Wherever a line of the records contains "form", copy that line.

+ + + + + + +

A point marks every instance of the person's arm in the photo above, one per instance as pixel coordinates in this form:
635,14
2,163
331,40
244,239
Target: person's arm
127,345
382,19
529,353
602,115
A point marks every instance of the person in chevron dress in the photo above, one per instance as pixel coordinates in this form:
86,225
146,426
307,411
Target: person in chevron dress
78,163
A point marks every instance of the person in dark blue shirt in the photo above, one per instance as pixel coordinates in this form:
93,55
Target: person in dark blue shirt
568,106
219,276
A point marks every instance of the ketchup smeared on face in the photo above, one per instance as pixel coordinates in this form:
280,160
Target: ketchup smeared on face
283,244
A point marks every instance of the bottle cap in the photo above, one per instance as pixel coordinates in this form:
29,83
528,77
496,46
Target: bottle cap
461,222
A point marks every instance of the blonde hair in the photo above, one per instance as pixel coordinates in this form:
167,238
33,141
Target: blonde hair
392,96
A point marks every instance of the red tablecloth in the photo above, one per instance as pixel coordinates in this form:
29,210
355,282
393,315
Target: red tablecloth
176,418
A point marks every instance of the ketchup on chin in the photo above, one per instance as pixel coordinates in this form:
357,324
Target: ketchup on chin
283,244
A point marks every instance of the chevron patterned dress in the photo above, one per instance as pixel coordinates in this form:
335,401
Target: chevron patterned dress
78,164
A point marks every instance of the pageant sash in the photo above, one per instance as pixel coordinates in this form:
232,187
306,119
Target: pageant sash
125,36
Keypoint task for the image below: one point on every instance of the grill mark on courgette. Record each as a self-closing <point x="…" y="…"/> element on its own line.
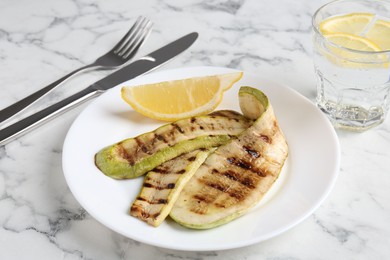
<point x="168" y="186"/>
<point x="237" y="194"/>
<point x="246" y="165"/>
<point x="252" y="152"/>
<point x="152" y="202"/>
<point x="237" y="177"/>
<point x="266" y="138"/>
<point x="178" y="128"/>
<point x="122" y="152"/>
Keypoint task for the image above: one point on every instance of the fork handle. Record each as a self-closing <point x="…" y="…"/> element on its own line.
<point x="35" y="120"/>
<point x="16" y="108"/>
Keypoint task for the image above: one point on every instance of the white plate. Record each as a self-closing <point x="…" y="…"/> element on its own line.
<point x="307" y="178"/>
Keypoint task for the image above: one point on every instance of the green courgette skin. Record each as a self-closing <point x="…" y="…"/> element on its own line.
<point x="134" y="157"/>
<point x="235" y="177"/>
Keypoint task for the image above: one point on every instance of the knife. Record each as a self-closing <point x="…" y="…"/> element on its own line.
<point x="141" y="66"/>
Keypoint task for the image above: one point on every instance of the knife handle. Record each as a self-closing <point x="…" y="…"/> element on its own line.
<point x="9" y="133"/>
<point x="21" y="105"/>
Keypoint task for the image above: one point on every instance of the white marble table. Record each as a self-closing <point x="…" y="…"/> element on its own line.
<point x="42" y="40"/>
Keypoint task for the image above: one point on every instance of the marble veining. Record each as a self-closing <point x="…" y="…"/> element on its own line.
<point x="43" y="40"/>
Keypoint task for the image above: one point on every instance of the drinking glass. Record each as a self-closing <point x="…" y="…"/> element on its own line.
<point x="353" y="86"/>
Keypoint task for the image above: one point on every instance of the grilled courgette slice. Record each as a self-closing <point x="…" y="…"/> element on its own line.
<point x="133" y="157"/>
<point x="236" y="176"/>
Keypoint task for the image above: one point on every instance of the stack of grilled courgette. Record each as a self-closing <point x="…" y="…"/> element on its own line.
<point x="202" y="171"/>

+ + + + + + +

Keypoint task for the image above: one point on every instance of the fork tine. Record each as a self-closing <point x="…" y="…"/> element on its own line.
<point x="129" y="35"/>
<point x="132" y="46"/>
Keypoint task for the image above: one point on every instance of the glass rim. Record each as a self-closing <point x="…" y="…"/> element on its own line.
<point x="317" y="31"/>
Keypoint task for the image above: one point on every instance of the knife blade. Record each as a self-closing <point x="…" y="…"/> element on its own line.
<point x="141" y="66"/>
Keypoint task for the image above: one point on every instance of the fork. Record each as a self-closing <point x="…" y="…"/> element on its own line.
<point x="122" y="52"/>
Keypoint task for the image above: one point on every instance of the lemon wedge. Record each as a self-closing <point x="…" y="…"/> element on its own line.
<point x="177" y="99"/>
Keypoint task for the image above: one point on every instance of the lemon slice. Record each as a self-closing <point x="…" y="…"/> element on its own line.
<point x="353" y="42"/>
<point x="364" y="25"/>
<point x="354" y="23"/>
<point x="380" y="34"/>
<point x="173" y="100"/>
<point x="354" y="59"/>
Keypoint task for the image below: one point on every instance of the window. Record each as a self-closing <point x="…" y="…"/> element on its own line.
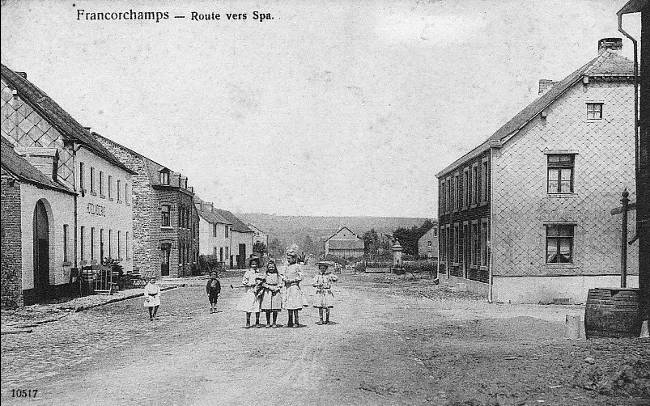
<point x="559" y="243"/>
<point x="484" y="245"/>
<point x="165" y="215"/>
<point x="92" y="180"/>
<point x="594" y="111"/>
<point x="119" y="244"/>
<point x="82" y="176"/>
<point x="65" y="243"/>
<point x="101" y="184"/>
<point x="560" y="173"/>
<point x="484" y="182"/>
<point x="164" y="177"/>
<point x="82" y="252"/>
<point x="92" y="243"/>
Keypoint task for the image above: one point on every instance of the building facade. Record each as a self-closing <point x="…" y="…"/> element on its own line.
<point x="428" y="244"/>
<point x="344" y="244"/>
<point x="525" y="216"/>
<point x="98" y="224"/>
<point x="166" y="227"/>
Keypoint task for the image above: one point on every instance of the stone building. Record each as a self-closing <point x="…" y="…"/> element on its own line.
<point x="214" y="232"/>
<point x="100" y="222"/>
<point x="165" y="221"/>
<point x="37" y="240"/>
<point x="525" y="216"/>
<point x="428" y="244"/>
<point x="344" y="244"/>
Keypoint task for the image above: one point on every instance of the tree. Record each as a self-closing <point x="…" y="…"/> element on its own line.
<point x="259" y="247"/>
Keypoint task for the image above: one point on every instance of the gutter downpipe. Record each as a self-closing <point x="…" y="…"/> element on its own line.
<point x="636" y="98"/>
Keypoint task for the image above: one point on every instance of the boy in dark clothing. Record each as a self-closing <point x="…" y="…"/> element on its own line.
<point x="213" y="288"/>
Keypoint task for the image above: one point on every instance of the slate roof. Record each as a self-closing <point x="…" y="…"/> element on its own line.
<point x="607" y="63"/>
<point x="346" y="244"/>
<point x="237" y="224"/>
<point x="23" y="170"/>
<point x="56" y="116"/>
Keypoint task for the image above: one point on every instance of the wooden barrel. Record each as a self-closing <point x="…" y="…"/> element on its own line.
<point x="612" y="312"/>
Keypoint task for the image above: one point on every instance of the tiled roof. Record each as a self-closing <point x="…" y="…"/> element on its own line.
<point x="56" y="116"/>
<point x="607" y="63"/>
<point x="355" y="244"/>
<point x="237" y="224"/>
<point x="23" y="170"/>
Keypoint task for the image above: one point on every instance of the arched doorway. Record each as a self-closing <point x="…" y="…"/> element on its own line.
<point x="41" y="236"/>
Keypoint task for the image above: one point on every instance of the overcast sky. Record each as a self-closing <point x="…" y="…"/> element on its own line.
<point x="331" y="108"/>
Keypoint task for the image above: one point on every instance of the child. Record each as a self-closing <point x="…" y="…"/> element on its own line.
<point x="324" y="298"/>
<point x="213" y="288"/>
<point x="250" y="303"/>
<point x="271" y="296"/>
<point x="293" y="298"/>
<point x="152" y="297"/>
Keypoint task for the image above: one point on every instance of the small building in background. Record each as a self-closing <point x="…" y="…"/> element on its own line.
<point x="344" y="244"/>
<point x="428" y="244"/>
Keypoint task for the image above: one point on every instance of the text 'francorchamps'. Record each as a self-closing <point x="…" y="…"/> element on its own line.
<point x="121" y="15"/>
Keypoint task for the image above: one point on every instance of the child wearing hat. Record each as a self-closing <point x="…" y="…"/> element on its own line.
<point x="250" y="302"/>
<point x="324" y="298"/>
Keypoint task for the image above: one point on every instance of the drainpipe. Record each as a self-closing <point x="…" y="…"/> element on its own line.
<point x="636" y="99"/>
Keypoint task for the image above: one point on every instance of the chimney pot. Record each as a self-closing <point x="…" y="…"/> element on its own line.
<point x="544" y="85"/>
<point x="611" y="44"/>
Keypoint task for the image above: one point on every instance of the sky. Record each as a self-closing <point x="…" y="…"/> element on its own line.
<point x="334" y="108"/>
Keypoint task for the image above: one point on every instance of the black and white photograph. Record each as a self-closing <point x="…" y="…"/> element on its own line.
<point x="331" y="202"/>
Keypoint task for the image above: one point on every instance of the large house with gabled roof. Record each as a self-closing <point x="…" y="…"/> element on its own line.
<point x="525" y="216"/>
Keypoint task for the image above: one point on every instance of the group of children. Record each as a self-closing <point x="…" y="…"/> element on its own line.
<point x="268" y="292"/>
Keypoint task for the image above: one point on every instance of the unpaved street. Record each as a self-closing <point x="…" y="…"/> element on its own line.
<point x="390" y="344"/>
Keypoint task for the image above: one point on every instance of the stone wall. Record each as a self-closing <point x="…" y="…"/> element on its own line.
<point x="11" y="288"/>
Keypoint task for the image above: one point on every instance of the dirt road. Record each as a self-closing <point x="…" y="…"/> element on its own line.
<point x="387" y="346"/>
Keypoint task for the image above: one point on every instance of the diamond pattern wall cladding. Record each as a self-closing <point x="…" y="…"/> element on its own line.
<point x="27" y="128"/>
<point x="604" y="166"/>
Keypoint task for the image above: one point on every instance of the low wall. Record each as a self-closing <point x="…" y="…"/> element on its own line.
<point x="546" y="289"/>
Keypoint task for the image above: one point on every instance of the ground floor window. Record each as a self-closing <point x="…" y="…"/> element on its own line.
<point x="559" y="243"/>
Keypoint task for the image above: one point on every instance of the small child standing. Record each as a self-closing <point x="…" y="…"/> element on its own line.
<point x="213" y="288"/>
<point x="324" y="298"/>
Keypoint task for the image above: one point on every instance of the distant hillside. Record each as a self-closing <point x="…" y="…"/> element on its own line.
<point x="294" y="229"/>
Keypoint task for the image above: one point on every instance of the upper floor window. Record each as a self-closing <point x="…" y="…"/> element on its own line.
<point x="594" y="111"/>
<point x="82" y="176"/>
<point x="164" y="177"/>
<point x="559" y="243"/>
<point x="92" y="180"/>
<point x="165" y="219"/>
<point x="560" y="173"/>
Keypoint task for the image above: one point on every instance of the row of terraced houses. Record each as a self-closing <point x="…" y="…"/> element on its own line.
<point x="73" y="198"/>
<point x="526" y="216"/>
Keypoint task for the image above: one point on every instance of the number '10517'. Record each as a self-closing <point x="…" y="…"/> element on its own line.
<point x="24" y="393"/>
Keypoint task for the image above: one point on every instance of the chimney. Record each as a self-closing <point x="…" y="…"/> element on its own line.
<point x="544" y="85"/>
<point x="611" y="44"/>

+ + + + + + +

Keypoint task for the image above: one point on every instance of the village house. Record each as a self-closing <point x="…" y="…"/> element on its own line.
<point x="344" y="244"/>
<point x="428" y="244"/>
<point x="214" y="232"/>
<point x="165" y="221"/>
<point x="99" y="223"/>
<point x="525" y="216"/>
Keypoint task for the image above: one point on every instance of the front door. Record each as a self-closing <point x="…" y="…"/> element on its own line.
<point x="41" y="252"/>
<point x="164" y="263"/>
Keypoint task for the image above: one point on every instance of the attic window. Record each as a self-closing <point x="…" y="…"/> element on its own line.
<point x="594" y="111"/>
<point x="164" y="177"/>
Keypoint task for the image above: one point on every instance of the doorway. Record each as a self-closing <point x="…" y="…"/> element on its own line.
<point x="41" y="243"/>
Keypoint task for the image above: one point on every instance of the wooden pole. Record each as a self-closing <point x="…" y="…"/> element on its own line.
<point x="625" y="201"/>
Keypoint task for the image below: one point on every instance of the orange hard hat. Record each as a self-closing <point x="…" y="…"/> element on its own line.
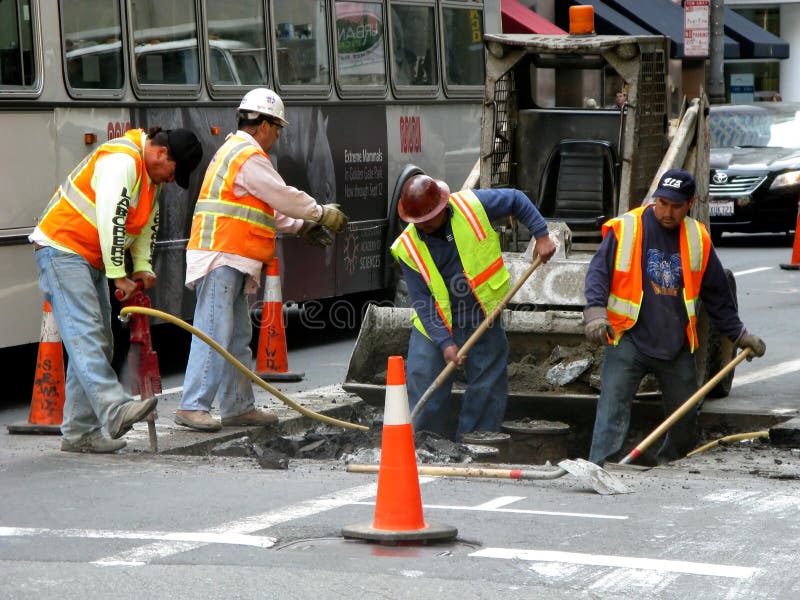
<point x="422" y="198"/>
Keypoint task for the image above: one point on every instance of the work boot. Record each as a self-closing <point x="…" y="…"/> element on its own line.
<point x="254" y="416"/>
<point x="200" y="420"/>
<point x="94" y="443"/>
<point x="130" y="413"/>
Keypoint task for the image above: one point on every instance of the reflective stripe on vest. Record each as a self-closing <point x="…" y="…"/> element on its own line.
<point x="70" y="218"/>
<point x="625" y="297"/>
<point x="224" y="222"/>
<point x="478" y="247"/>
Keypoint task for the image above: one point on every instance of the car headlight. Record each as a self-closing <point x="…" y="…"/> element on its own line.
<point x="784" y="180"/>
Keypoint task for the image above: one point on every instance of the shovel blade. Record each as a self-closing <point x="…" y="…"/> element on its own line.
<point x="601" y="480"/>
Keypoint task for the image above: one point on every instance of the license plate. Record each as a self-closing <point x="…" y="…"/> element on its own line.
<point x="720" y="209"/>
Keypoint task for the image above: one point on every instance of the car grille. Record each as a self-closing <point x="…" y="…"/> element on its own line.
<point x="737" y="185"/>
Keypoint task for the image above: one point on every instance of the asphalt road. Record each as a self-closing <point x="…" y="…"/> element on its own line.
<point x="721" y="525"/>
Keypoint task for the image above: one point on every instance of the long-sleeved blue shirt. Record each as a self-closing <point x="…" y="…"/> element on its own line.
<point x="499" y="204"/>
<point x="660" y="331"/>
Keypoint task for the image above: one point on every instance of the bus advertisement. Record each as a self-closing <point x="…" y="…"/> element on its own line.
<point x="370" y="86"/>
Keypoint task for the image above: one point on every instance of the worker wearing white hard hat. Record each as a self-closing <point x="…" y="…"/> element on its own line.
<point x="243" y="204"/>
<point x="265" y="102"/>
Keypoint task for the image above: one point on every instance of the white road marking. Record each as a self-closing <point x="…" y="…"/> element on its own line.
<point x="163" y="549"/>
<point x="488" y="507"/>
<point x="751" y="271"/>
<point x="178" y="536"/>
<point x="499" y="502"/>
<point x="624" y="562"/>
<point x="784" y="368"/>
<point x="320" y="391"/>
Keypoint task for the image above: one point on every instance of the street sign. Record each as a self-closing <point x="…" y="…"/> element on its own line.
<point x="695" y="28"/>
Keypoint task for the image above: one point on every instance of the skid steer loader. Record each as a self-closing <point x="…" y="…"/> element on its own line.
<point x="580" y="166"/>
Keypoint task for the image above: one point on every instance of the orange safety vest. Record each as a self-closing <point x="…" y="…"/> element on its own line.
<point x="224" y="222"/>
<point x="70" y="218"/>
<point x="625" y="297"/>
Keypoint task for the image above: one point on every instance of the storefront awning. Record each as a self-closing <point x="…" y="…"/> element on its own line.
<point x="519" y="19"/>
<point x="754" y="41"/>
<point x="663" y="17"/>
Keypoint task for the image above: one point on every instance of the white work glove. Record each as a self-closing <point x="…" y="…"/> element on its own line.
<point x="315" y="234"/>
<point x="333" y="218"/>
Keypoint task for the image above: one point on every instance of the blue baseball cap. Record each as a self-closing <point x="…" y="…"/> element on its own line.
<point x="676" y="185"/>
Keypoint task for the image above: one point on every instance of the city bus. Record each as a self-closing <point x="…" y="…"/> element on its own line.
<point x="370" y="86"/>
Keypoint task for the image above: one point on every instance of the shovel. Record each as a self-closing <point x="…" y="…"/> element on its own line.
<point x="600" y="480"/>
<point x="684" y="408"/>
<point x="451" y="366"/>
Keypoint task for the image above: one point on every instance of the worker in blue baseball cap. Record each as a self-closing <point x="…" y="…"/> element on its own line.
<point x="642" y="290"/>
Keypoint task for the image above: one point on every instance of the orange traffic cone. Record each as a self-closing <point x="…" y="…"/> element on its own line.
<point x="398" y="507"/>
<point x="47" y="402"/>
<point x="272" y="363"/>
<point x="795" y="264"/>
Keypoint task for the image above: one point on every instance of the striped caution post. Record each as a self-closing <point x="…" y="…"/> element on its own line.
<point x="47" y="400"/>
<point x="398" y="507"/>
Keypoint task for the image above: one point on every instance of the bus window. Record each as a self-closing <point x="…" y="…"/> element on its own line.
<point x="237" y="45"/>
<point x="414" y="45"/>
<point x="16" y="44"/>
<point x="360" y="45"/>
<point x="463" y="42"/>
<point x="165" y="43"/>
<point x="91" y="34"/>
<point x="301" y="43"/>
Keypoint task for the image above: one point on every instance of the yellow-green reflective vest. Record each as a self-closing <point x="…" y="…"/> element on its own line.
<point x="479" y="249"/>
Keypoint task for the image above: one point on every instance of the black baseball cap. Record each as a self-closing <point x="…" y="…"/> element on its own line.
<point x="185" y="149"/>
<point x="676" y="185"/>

+ + + + + + +

SOLUTION FOR THIS TASK:
A point marks every instance of the person's arm in the photo above, one per instance as pixel coordinates in this form:
A point marks every instance of the person in chevron dress in the photo above, one per instance as pixel coordinates in this form:
A point marks every instance of the person in dark blue shirt in the photo above, one per instance as pixel coordinates in this form:
A point marks every instance of the ketchup smeared on face in the photo above, one per instance as pixel coordinates in this form:
A point marks every instance of the bottle cap in the photo above, one per instance as pixel coordinates in this form:
A point marks every instance of the blonde hair in the photo above, one per instance as pixel coordinates in this form:
A point marks every instance of the red tablecloth in the photo above, one per instance as pixel coordinates in this form:
A point marks every instance of the ketchup on chin in the photo above, one per instance as pixel coordinates in this form:
A point marks every instance of the chevron patterned dress in the photo above, one per instance as pixel coordinates in this form:
A point marks every instance of the pageant sash in the photo above, one per instance as pixel coordinates in this form:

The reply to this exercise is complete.